### EXERCISE GOAL
Please copy out the lines in the records below, word for word, from the line with "Reviewer note. Confirm that each instance of the distant" up to and including the line with "<point>32,88</point>".

### GIVEN DATA
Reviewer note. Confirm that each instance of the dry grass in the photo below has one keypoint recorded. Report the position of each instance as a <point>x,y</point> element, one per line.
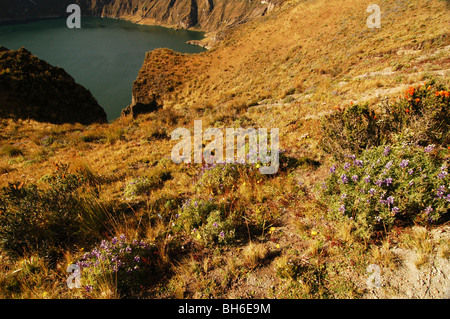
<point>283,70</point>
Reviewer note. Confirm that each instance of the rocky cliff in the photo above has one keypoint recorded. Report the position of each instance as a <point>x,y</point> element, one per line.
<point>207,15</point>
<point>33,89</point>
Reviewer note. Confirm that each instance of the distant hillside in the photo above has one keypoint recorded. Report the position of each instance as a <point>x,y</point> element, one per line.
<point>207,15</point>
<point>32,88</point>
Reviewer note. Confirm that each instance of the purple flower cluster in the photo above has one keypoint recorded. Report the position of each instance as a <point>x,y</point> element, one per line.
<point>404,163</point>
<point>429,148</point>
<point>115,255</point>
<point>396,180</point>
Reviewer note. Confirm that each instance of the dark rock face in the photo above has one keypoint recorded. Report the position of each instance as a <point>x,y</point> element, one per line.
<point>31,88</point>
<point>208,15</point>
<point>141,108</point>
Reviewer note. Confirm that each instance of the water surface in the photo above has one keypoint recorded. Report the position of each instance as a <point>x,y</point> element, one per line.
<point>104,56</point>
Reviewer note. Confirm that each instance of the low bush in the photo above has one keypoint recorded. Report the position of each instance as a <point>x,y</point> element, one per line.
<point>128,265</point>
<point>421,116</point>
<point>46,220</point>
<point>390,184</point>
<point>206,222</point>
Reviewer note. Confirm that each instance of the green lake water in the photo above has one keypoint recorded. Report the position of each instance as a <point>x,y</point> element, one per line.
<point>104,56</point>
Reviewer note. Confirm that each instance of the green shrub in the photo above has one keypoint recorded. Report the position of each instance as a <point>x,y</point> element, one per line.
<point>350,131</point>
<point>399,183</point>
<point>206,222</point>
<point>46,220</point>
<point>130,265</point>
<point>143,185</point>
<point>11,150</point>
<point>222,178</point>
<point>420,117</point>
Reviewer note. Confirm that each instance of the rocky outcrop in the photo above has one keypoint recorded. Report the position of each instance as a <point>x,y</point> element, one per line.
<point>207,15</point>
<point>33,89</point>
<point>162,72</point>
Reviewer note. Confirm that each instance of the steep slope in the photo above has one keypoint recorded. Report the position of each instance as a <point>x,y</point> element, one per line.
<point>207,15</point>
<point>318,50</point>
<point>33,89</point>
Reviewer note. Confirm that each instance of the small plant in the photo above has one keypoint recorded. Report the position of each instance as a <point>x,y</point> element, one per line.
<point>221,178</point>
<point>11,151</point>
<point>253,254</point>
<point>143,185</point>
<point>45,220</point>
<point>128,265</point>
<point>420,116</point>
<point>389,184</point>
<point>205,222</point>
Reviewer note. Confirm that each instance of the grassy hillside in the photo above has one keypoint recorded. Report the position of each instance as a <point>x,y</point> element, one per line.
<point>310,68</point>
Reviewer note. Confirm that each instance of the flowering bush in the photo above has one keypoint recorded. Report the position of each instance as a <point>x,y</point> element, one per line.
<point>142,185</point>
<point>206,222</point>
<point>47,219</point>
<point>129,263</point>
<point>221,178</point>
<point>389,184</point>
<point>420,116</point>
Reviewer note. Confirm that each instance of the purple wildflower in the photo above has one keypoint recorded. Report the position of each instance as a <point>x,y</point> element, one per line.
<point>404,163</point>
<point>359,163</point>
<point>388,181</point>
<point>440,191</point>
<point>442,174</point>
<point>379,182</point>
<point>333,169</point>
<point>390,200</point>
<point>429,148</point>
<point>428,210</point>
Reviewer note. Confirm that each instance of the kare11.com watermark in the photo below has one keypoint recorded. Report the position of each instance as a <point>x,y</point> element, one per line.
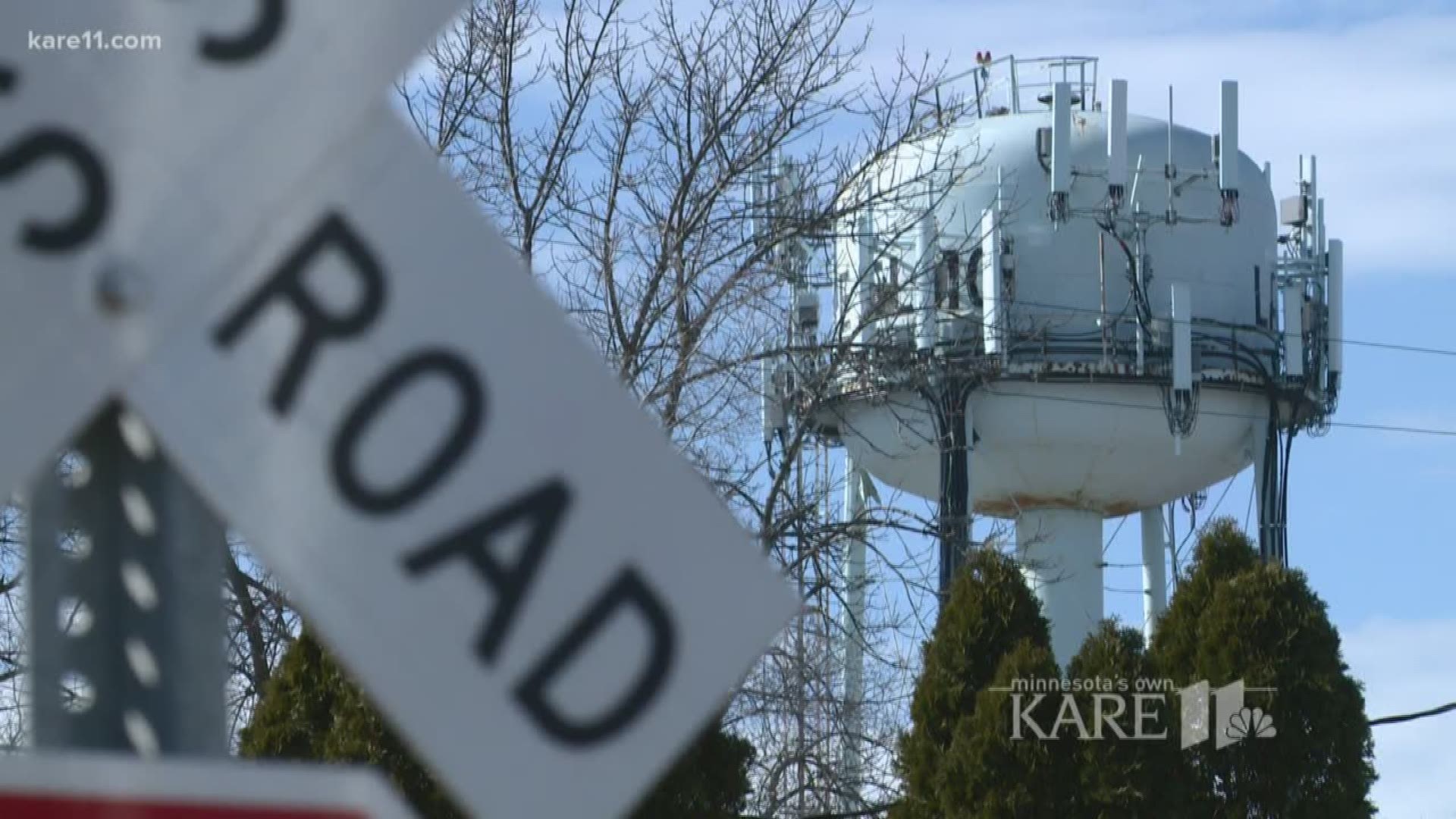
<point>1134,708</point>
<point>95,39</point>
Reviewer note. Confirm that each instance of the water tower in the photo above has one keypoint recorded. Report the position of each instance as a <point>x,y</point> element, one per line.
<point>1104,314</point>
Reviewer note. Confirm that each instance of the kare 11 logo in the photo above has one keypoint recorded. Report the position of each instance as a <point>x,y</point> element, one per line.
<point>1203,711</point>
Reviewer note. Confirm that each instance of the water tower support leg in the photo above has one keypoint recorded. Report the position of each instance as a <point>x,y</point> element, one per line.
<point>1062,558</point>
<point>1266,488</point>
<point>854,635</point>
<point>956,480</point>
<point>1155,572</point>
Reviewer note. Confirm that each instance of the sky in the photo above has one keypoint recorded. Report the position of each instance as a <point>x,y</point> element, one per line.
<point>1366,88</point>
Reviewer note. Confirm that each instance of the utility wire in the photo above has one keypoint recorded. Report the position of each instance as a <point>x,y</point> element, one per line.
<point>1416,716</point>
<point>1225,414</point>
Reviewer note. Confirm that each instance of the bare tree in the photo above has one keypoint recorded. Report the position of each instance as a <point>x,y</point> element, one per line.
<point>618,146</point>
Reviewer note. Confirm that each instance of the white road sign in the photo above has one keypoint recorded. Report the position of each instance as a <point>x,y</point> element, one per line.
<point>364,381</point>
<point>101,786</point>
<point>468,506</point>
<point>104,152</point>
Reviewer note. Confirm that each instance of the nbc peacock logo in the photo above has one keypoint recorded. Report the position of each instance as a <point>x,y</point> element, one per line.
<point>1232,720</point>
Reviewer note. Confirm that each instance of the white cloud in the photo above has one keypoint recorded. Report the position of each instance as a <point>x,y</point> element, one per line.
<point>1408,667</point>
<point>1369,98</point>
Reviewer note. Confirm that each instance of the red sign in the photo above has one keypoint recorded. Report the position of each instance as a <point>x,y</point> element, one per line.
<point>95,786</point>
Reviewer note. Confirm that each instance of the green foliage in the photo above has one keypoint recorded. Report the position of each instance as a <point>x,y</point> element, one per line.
...
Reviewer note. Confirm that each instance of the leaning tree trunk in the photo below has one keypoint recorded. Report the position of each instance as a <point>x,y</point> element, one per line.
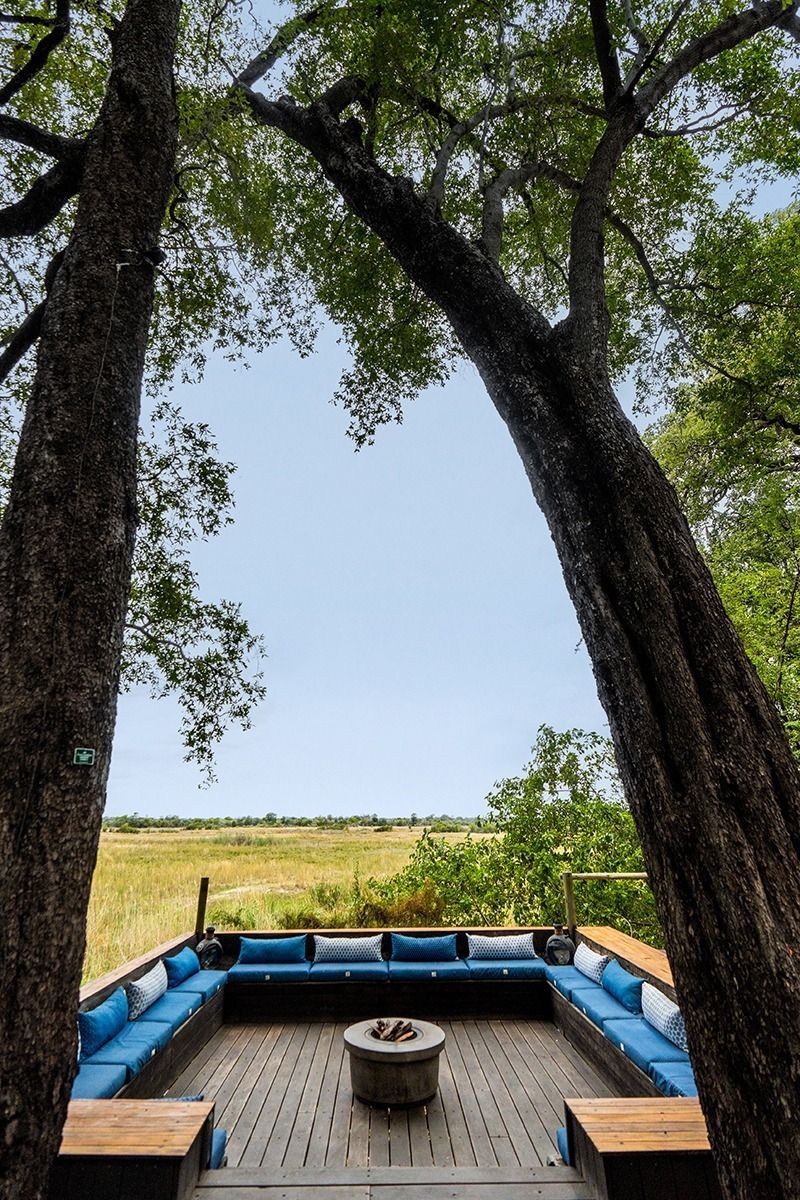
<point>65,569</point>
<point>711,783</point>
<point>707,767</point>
--
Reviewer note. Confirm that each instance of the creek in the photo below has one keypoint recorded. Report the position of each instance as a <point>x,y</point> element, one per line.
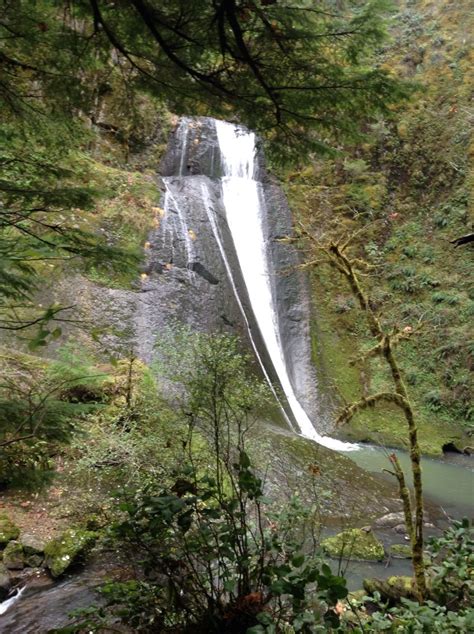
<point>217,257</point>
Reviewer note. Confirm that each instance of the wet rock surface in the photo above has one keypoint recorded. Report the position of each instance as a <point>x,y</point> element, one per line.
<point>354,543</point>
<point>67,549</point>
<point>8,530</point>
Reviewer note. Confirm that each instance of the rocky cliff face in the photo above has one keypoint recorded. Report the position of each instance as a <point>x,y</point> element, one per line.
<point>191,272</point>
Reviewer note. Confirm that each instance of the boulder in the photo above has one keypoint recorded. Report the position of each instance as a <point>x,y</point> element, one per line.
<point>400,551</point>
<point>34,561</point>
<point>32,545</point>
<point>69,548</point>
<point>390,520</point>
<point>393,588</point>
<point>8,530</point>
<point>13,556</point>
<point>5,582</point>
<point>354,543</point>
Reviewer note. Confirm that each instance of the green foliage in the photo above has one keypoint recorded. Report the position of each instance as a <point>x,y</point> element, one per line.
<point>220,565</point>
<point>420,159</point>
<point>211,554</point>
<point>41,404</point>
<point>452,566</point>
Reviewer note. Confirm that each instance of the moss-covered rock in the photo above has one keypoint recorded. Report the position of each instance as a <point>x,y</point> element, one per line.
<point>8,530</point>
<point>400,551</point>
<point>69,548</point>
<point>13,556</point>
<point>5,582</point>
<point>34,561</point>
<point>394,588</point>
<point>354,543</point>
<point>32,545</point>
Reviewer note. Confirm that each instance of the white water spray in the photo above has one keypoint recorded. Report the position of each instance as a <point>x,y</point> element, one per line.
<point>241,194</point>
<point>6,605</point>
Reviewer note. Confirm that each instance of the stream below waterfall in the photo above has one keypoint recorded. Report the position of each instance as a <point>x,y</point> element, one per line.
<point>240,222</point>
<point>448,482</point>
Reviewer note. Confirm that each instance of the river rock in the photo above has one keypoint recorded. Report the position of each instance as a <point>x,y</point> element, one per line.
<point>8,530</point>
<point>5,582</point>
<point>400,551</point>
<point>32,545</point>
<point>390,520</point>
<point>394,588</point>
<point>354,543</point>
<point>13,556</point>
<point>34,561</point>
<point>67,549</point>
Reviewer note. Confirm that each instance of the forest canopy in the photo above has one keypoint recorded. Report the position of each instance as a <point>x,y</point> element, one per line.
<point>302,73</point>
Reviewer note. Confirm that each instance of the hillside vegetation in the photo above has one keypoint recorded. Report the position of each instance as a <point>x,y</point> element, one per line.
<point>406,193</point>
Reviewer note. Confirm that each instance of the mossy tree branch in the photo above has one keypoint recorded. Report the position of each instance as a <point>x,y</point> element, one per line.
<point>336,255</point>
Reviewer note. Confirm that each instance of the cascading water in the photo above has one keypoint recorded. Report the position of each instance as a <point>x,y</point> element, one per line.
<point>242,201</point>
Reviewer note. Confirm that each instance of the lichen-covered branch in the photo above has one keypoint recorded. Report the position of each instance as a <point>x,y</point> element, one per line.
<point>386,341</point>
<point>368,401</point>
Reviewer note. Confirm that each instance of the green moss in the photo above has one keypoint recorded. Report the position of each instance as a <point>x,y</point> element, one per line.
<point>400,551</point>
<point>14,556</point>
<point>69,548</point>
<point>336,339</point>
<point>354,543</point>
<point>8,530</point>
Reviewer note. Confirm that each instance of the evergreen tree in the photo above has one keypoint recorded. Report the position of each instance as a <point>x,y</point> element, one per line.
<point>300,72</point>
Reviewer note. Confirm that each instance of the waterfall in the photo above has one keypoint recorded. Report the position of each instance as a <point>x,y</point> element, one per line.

### SOLUTION
Reviewer note. Confirm that each instance of the distant hillside in the photo above has one keypoint recorded. Report the position of each instance as a <point>x,y</point> element, one per line.
<point>207,15</point>
<point>32,88</point>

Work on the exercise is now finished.